> Given text
******

1998, France/Germany/Belgium, directed by Abderrahmane Sissako
While all of his work to date has an autobiographical resonance - one which has moved toward the background more recently - Abderrahmane Sissako's documentary feature Rostov-Luanda embraces this theme most explicitly, recounting Sissako's search for a friend from the time he spent in the Soviet Union, a man who has apparently returned to Angola, and whom he has not seen for many years. It's an idea similar to that explored in Henri-François Imbert's 2000 documentary Doulaye, une saison des pluies, about a friend of the filmmaker's father, but Sissako's film also becomes a rich meditation on contemporary Angola, a country still embedded, at the time, in a lengthy civil war, as the idea of finding a long-lost friend in such circumstances begins to seem ever-more improbable.
The film also establishes the template for Sissako's subsequent fiction features, with its deep interest in the minutiae of the everyday, as well as the manner in which it gives voice to people who rarely find themselves able to articulate their views. The stories - from Angolans, longtime Portuguese settlers, or those who find themselves somewhere between the two - create an absorbing, unsentimental tapestry of a country whose people have remained remarkably resilient despite decades of conflict, and whose senses of hospitality and humour have endured the most trying of circumstances.

******

> Data for review
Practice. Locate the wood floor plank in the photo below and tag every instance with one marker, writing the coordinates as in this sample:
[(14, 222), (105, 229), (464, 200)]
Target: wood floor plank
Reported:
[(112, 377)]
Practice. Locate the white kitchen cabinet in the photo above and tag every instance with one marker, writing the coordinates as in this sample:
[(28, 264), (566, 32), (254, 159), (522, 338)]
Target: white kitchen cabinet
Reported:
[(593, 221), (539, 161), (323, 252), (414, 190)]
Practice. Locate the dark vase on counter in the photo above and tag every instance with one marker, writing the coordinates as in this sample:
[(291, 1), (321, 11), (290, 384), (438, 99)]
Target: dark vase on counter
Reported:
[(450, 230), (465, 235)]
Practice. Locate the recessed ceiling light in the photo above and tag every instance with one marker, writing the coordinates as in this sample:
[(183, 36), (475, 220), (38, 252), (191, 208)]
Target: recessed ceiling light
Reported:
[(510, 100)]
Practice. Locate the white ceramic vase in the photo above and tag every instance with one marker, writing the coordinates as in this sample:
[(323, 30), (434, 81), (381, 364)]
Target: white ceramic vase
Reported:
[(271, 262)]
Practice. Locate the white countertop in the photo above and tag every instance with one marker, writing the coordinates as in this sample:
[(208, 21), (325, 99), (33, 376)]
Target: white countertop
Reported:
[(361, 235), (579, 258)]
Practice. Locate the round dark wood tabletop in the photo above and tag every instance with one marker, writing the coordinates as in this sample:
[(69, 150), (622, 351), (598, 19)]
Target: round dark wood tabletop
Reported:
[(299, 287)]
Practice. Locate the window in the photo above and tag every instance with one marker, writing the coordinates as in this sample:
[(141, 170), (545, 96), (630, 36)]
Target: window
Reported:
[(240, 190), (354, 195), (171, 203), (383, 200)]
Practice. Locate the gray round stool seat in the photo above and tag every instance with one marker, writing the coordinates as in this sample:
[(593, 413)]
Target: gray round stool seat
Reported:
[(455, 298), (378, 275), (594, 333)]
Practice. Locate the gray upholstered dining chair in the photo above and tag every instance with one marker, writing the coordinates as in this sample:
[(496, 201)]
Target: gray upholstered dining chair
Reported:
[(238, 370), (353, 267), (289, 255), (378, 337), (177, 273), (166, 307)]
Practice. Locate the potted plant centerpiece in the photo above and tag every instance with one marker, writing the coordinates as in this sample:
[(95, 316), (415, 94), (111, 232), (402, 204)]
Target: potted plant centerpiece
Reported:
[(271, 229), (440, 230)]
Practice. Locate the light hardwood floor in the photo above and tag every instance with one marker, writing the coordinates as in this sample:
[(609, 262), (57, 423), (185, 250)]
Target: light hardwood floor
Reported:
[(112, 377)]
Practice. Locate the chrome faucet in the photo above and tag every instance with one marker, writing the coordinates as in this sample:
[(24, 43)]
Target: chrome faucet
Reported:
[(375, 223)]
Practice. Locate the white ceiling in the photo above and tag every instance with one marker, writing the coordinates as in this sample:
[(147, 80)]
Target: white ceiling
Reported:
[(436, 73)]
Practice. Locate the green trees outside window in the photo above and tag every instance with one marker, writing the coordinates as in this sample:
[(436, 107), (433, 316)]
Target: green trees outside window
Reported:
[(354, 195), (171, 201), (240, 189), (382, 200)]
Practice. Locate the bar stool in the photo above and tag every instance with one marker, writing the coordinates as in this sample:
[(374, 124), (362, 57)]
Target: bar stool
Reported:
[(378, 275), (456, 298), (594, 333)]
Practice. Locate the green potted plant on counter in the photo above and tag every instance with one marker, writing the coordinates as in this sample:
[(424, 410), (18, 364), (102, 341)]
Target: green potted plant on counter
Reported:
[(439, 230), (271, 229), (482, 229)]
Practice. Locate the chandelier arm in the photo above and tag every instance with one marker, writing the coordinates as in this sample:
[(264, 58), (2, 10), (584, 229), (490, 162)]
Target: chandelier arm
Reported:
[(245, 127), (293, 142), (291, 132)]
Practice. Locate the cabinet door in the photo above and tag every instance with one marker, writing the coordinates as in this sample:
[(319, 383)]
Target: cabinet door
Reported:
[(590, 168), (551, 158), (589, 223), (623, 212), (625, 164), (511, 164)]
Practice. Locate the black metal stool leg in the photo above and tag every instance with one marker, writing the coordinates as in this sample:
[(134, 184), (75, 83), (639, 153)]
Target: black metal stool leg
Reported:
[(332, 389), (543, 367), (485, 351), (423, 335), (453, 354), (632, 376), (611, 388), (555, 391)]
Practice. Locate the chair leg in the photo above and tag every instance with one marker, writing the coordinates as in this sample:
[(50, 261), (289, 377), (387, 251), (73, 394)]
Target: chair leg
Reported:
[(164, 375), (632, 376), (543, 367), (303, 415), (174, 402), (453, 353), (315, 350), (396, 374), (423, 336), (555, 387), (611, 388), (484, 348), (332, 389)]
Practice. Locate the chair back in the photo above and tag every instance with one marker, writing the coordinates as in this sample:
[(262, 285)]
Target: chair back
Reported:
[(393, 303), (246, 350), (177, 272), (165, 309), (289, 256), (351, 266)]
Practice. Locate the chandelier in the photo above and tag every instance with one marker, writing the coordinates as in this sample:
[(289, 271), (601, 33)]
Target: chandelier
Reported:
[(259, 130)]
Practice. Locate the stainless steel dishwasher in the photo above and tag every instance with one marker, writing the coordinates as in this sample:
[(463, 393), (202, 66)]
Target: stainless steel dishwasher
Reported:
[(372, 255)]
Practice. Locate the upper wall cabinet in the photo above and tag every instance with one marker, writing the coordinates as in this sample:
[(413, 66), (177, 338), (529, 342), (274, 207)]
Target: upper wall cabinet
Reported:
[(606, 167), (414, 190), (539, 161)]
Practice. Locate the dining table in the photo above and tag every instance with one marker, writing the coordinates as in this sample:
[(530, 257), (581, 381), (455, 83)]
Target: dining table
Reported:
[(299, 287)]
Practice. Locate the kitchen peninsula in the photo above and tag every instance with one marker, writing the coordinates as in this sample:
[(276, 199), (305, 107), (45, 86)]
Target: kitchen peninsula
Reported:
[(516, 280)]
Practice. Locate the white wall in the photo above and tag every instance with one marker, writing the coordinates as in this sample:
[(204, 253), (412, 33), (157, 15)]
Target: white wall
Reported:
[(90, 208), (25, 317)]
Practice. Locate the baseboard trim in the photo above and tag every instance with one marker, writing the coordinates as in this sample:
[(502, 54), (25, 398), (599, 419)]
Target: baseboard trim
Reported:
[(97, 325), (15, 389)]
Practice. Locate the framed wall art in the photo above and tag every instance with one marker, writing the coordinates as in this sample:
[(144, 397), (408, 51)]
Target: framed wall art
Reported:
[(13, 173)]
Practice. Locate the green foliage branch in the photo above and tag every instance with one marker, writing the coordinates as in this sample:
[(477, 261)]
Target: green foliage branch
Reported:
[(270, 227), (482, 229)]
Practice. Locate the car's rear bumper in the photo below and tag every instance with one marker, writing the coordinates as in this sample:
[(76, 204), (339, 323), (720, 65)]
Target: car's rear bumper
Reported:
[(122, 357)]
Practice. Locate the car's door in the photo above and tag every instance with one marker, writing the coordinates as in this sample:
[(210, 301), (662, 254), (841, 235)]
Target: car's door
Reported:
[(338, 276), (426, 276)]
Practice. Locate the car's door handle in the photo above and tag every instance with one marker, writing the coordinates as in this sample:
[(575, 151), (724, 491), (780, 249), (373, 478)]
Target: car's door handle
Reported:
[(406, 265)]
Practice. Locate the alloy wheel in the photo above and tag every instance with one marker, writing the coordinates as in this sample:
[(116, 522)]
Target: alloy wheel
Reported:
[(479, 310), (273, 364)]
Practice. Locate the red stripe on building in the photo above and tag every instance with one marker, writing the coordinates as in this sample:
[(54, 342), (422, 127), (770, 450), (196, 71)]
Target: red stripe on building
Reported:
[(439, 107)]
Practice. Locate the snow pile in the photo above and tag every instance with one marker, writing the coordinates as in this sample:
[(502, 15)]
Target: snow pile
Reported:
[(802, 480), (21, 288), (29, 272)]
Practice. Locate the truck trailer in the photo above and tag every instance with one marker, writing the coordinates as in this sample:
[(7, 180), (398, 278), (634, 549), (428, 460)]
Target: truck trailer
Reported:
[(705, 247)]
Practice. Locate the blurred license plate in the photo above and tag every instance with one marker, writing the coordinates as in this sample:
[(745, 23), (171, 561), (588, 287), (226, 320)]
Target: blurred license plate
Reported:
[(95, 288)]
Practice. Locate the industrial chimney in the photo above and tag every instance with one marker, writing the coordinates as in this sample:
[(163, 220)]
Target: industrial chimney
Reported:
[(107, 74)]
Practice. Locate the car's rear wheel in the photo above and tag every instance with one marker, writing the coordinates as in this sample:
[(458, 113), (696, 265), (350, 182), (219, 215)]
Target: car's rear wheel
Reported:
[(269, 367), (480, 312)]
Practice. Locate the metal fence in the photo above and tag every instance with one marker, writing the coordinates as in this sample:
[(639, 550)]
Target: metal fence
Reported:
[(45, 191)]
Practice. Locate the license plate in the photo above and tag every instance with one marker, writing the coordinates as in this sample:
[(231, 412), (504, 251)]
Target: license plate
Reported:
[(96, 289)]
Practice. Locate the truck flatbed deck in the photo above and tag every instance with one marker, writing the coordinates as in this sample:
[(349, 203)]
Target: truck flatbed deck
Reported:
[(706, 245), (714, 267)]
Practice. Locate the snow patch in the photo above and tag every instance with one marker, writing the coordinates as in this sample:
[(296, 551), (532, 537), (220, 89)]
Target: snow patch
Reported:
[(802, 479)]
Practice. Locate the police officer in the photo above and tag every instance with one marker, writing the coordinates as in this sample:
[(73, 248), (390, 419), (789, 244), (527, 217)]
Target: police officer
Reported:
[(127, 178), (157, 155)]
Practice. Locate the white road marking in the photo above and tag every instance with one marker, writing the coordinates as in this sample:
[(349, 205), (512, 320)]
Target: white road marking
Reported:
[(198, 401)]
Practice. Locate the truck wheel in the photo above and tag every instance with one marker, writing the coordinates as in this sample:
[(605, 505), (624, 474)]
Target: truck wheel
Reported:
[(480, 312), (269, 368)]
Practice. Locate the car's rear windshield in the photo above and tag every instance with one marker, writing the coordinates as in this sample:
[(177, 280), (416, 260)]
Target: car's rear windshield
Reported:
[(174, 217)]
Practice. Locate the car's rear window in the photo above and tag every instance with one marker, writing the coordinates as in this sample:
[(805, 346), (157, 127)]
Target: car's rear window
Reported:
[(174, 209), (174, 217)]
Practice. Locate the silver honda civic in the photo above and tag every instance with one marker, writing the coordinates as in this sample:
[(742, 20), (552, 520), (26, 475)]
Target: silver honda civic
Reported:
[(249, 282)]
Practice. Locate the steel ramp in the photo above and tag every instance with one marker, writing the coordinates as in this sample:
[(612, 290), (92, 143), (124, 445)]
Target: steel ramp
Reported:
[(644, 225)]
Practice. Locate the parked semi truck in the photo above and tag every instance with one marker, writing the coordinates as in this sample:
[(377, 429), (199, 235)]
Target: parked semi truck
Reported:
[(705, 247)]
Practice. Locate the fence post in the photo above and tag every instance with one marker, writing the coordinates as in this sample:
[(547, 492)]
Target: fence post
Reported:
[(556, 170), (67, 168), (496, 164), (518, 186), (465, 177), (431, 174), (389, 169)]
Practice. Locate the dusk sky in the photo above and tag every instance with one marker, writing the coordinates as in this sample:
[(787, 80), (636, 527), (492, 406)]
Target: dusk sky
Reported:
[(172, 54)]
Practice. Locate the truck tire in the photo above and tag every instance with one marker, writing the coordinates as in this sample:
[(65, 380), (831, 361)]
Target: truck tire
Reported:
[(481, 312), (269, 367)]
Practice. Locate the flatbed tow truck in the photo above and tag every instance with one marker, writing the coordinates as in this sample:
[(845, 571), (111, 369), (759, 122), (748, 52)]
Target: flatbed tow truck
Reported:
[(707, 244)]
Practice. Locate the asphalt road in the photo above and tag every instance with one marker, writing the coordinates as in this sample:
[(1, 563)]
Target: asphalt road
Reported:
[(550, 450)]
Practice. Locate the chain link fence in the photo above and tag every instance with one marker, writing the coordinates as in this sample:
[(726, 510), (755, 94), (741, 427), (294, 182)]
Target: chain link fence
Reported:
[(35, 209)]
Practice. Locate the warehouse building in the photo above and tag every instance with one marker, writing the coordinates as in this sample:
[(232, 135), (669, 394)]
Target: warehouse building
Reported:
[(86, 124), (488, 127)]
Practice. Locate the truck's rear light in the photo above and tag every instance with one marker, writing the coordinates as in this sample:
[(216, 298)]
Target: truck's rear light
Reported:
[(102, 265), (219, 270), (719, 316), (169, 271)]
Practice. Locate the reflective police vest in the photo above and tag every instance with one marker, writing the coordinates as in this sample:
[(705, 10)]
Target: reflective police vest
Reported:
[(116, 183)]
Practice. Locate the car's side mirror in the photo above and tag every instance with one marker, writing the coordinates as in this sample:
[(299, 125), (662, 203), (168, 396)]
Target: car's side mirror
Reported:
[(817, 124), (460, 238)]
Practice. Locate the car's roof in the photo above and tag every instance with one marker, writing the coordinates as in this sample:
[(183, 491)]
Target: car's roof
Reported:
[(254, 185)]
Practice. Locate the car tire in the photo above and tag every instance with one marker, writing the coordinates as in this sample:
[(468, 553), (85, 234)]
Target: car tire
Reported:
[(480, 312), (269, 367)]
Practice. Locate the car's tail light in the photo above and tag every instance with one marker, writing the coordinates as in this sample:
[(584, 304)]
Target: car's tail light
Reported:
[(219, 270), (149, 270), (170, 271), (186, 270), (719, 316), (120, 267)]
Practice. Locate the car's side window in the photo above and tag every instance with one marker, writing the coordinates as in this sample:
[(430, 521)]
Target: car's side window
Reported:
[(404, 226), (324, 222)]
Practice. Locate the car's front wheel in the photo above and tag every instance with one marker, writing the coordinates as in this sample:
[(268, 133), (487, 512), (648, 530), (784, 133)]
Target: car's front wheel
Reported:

******

> What the task asks
Repeat the Rostov-Luanda review above word for word, from start to finish.

> The completed task
1998, France/Germany/Belgium, directed by Abderrahmane Sissako
While all of his work to date has an autobiographical resonance - one which has moved toward the background more recently - Abderrahmane Sissako's documentary feature Rostov-Luanda embraces this theme most explicitly, recounting Sissako's search for a friend from the time he spent in the Soviet Union, a man who has apparently returned to Angola, and whom he has not seen for many years. It's an idea similar to that explored in Henri-François Imbert's 2000 documentary Doulaye, une saison des pluies, about a friend of the filmmaker's father, but Sissako's film also becomes a rich meditation on contemporary Angola, a country still embedded, at the time, in a lengthy civil war, as the idea of finding a long-lost friend in such circumstances begins to seem ever-more improbable.
The film also establishes the template for Sissako's subsequent fiction features, with its deep interest in the minutiae of the everyday, as well as the manner in which it gives voice to people who rarely find themselves able to articulate their views. The stories - from Angolans, longtime Portuguese settlers, or those who find themselves somewhere between the two - create an absorbing, unsentimental tapestry of a country whose people have remained remarkably resilient despite decades of conflict, and whose senses of hospitality and humour have endured the most trying of circumstances.